▶ **Your goal**: Copy down every line of the data that follows exactly. Omit the pictures.

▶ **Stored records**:

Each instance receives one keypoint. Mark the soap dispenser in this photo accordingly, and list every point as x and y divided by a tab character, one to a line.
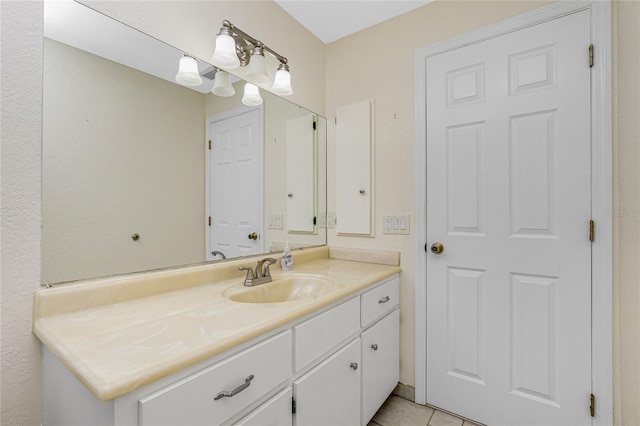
286	260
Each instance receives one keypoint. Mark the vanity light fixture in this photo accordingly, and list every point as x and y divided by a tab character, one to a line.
257	69
222	85
188	72
251	95
235	48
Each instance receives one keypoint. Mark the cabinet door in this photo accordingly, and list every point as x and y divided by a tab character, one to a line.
380	363
274	412
330	393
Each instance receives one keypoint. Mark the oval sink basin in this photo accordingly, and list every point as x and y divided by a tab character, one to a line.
282	289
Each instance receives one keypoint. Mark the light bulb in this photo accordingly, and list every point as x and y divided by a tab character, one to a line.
225	55
257	71
251	95
222	85
282	82
188	72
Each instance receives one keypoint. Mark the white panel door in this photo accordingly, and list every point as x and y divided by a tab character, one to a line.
236	185
508	196
301	174
354	183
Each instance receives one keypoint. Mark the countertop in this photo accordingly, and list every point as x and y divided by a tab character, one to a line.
115	343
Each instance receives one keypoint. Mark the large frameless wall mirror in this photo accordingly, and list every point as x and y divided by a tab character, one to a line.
141	173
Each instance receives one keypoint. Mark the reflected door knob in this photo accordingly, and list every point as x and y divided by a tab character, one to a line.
437	248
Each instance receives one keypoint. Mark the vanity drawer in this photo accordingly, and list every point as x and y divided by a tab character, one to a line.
191	401
379	301
325	331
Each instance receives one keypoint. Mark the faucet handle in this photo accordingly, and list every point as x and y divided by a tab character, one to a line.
249	272
268	262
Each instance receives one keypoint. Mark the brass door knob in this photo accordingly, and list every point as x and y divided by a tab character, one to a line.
437	248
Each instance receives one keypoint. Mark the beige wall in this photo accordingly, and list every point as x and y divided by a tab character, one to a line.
626	208
378	63
21	134
122	155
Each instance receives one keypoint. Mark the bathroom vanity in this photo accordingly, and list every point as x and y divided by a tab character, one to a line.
194	346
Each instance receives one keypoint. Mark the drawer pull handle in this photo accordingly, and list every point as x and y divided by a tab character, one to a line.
236	391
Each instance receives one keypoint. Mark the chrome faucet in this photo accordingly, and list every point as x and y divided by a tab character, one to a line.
261	274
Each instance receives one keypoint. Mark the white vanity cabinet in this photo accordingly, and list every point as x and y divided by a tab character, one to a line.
330	393
275	412
335	365
215	394
380	345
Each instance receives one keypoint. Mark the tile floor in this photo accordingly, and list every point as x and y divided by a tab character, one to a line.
397	411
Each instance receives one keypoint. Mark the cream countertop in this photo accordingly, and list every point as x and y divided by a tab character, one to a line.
117	341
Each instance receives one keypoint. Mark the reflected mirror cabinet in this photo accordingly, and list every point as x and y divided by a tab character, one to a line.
141	173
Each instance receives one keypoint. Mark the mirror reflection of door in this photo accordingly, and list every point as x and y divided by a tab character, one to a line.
301	174
234	184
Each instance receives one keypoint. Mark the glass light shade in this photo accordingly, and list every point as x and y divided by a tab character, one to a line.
222	85
188	72
257	71
251	95
225	54
282	83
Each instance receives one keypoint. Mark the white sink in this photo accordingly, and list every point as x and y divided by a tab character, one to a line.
282	289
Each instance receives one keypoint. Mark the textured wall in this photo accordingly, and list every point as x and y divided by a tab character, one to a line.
122	154
21	106
626	212
193	25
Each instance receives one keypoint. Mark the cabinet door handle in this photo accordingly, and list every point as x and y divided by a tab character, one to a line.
236	391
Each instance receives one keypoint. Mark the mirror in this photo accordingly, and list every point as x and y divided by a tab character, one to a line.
129	181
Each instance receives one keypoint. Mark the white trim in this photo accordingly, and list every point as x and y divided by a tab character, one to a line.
225	115
602	253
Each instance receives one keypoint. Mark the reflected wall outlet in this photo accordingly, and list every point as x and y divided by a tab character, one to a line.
322	220
275	221
398	224
331	220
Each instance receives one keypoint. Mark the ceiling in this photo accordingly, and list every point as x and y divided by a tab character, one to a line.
331	20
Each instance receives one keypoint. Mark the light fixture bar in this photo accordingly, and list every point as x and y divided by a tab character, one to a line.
233	29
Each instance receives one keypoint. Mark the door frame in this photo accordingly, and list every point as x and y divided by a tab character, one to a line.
601	190
214	118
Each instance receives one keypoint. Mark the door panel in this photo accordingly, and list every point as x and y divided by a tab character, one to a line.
508	196
236	184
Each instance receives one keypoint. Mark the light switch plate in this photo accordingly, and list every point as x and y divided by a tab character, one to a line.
396	224
331	220
275	221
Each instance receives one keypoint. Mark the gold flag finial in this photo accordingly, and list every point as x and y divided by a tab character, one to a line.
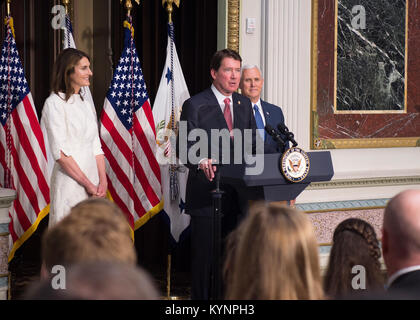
169	7
8	7
129	5
66	5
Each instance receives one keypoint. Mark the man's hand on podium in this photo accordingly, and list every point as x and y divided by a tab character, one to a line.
208	168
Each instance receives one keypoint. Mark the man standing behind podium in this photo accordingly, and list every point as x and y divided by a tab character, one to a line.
264	112
218	107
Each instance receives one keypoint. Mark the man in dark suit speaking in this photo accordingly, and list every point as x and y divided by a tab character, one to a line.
217	108
264	112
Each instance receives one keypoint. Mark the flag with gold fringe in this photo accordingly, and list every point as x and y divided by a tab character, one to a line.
23	160
129	140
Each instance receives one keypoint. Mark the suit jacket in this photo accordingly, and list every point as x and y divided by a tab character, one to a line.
203	111
273	116
407	284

▶ **Task solution**:
Each instance receives one keypoint. Mark the soap dispenser in this photo accordingly, and list every point as x and y divided by a tab character, one to a line.
286	260
Each instance receives one keypoint. Mark the vanity light fixture in this photo accordingly, and list every point as x and y divided by a tab character, one to a line.
257	69
222	85
188	72
251	95
235	48
Each instance receives one keypoint. Mark the cabinet door in this photo accordingly, and list every point as x and y divided by a tab character, one to a line.
380	363
274	412
330	393
Each instance receives one keypoint. Mark the oval sink basin in this photo accordingly, and list every point as x and y divided by a tab character, one to a line.
282	289
Each instance receives one keypoint. Mark the light bulb in this photo accordingly, and list every point as x and y divided by a tab character, one to a line.
225	55
257	71
251	95
222	85
282	82
188	72
Each instance receives one keypoint. Mark the white panel door in this photo accordingly, and list every point as x and y divided by a tab character, one to a line.
236	185
508	196
301	174
354	183
Each instance receives one keypoint. Mark the countertop in this photo accordingly, and list every point as x and y divided by a tab character, one to a line.
115	343
Each instance receives one keypoint. Mark the large frameless wall mirror in this photo accordingly, and list every point as x and y divided by a tab character, one to a line.
141	173
Each instance receives one keypoint. Mark the reflected door knob in this photo accordingly, and list every point as x and y divided by a tab character, one to a line.
437	248
Each instance receives one keypoint. Mark the vanity drawer in this photo accordingly, and list every point as x and y divided by a tab character, one to a line.
191	401
379	301
325	331
Each instance receives one keypoint. Mark the faucet handle in this photo accordingly, and list every point as x and y divided by a tab character, one to a line.
249	272
268	262
Each instance receives one keypoint. Mark the brass door knob in this photo accordingly, and list every point as x and y divided by a tab character, one to a line.
437	248
Each instance receives one keypoint. Mark the beige wall in this photo accordingly, and list every point as x and y divided by a tab character, one to a line.
626	208
378	63
21	134
122	155
Each instance receives one keypoint. Mark the bathroom vanity in this photo accordingly, and list every point as x and y divided by a tab character, one to a line.
194	346
Each instance receives one keypoint. Mark the drawer pull handle in this photo accordingly, and list every point as x and y divided by a tab character, one to a line.
236	391
Each instance receives one keypoint. Mark the chrome faucet in this photo accordingly, and list every point as x and y divided by a tab character, one to a line.
261	274
Each instance receives one keypoint. Mark the white vanity cabinet in this photo accordingly, and list every point as x and y divided by a tab character, one to a line.
330	393
275	412
335	365
215	394
380	345
Each instance receives one keypoint. Mark the tile floor in this photo accordingly, and list every point as x and y divided by a tab character, one to a line.
397	411
Each instance receives one keypoint. Mark the cream countertop in this photo accordingly, and list every point as x and y divided by a tab character, one to a line.
117	341
Each instance receives one keypoint. Mark the reflected mirror cabinet in this photo accordingly, and list every point as x and y divided by a tab character, one to a line.
141	173
Each instance receives one keypoint. Mark the mirror reflection of door in this photo accordingly, and list every point as x and y divided by a tab character, one to a line.
301	174
234	184
Each instance receives one keypoint. Mark the glass light shade in this photo accordingly, and list every point as x and y divided by a tab character, one to a line.
222	85
188	72
257	71
251	95
225	54
282	83
Each instance receives one keypoint. Mark the white sink in this photo accordingly, and list every point as x and y divided by a tab character, one to a line.
282	289
Each instance receives one keypoint. Mark the textured wall in this photo accordingly, and list every point as x and y divided by a tab character, one to a line.
122	154
21	106
626	212
193	25
Each instance receives one keypoint. Mark the cabinet door handle in this photo accordingly, and list every point as x and y divided by a tab character, one to a line.
236	391
Each instance receives one keypoint. Mark the mirror in this photo accordingly, and list every point as x and y divided by a tab character, one to a line.
129	181
Each instance receives one keypoint. Mark the white trim in this photo accordingly, and list every point as x and y divided by a tab character, one to a line.
225	115
602	253
Each instance receives one keypoint. Mark the reflected wall outlet in this photo accordingly, and list every point as x and y divided by a tab character, one to a line.
322	220
275	221
398	224
331	220
Each instance receives one keypoint. Mark the ceiling in this photo accordingly, and list every point as x and y divided by a tab character, one to a line.
331	20
Each instance receives one keypoint. Mark the light fixture bar in this photo accordingly, and list every point as x and y divided by a tab character, one to a line.
233	29
Each instance receives one keypoint. Mark the door frame in this photo accordingly, and list every point as x and y divided by a tab character, one to a line.
601	190
214	118
Each instance receives one keypoint. Mark the door panel in this photo accordingly, and list every point as x and y divided by a tab character, one to a line.
508	196
236	184
Each instance receives one keypoint. Mark the light switch plate in this photo accordingly, and list every point as x and y divided by a tab character, one to a line.
396	224
331	220
275	221
Each instance receives one keypoint. Mark the gold flag finial in this photo accordingly, and list every point as x and y divided by a tab character, one to a line.
169	7
8	7
129	5
66	5
Each instance receives one keypoint. Mark the man's hand on podium in this photo accordingly, and list every point as x and y divided by a tab character, one to a line.
208	168
Each instance receives one keypoint. Mark the man standing behind podium in this photo accordingly, and list every point as x and y divided by a tab character, one to a line.
264	112
218	107
Each instance receives one keypoint. Mark the man in dark suit speaking in this photo accordingly, and list every point as x and y divided by a tab character, one to a line.
217	108
264	112
Each instance receives one keypoint. Mark the flag with gold fringe in this photo accordingly, and list every point as x and y divided by a tab character, one to a line.
23	160
129	140
Each instance receives one keypoint. Mark the suit jacket in this photo accordingly, and list every point as x and y divided by a tab character, one to a line.
203	111
273	116
407	284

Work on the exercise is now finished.